→ **Stated exercise**
Retype the data below word for word, keeping every line unchanged and leaving out the pictures.

## begin Supplied material

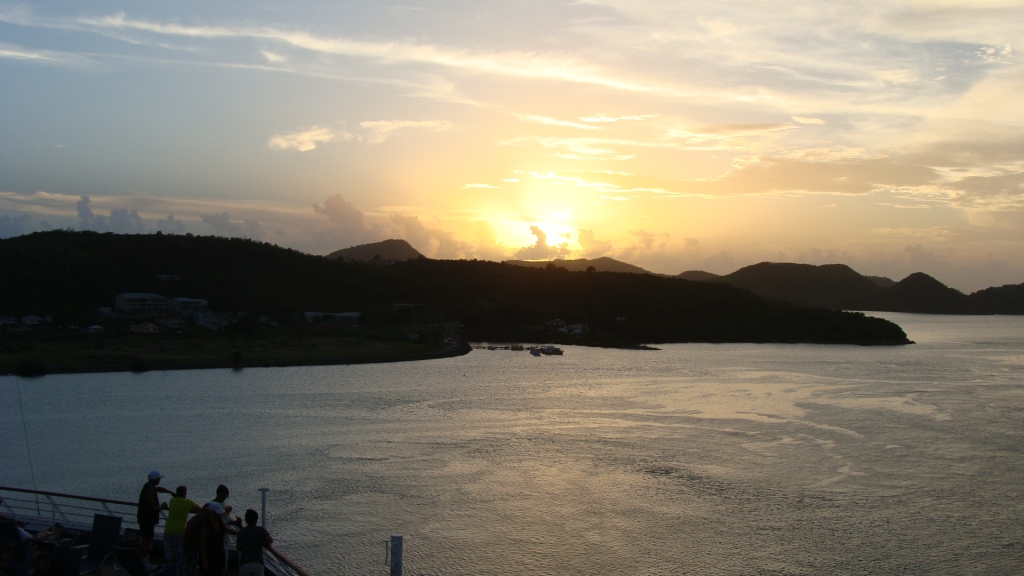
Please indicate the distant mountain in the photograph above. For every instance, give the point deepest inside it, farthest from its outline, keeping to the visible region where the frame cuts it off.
(882, 281)
(603, 263)
(70, 275)
(388, 250)
(922, 293)
(1000, 299)
(832, 286)
(840, 287)
(696, 276)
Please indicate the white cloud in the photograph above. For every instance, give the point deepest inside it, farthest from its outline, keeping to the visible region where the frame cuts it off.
(605, 118)
(518, 64)
(379, 130)
(806, 120)
(272, 57)
(306, 139)
(717, 27)
(554, 122)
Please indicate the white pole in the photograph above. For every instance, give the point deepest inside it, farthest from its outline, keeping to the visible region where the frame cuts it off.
(395, 554)
(262, 516)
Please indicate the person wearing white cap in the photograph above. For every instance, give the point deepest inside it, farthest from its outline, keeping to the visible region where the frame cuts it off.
(148, 512)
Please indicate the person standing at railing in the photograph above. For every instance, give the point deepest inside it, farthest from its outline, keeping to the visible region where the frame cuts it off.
(148, 512)
(178, 508)
(252, 540)
(211, 541)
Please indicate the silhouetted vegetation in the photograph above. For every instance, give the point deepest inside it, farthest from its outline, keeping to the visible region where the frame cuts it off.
(839, 287)
(72, 273)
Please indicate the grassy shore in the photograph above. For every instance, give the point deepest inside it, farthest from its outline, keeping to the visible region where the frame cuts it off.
(55, 353)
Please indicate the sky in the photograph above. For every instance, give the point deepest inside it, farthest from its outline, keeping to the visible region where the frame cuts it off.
(887, 135)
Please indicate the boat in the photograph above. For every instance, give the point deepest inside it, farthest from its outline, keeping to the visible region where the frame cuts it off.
(77, 524)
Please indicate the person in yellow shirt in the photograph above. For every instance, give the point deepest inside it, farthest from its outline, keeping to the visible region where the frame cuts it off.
(178, 509)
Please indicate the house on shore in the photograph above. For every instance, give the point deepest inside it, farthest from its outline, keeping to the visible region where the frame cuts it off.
(144, 328)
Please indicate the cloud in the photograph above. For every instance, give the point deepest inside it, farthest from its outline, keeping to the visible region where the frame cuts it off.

## end Supplied material

→ **Output of the exercise**
Please indicate the distant mountain in the photograph above. For every instance, give the point deepest inside it, farthest from its outline, keeping to the visible region where the frame cuts it off.
(882, 281)
(603, 263)
(70, 275)
(388, 250)
(922, 293)
(1000, 299)
(832, 286)
(840, 287)
(696, 276)
Please indicate the white cloud in the photograph above. For every instance, give the point deepest inside it, farthest from its outline, keeping to the visible region where the frame cuts it off.
(605, 118)
(518, 64)
(379, 130)
(806, 120)
(272, 57)
(306, 139)
(717, 27)
(554, 122)
Please indicate the white pole in the photograph above. For every instance, give the point deepest inside it, farthest from its outline, keeping to the visible region where the frame cuts it off.
(395, 554)
(262, 516)
Please indicate the person wearing white cap in the photograph above. For every instance, give the point deepest inside it, farthest from its outline, keeping to the visible region where the frame cuts it off.
(148, 512)
Please indicate the person standing at railing in the photograph above. For every instance, give the point deepest inside it, farthest from its outline, keeping to the visible region where the frame cuts it off.
(148, 512)
(178, 508)
(252, 540)
(211, 541)
Please indicate the silhouetted vegetation in the photograph above. For every instance, give the point deepest inside it, farthest from its outline, keeping to the visible region where the frame cuts it off.
(839, 287)
(72, 273)
Please indicate the grassy shore in the photograph above. For every instance, give the point deepest inside it, farthest from its outline, keeping to the visible region where the frame cuts it off.
(55, 353)
Please indicate the sky in the photograph above. For every instance, give the point deepest inside it, farthest from its outline, keeping to the visible region where the frame cuts it off.
(887, 135)
Please indicate the boat in the photograph above. For every instance, give the point deepest inside it, farthest from its outline, keeping to the visible region where the frame cuts it off.
(77, 524)
Please indicate the person in yellow shirt in the photograph above. For every instance, give the point deepest inside it, farthest from its outline, keeping to the visible region where the frame cuts it off.
(178, 509)
Please indicate the house on shore in the photograph above. For every instance, give the point deepest inside it, farthest from its outline, keeping to the visible region where the frame cuts it off.
(144, 328)
Please indicate the cloud in the photograph above. For every instance, give the point deepest inside it, farthest from its outline, keeping to the visible region where the frame cuts it off.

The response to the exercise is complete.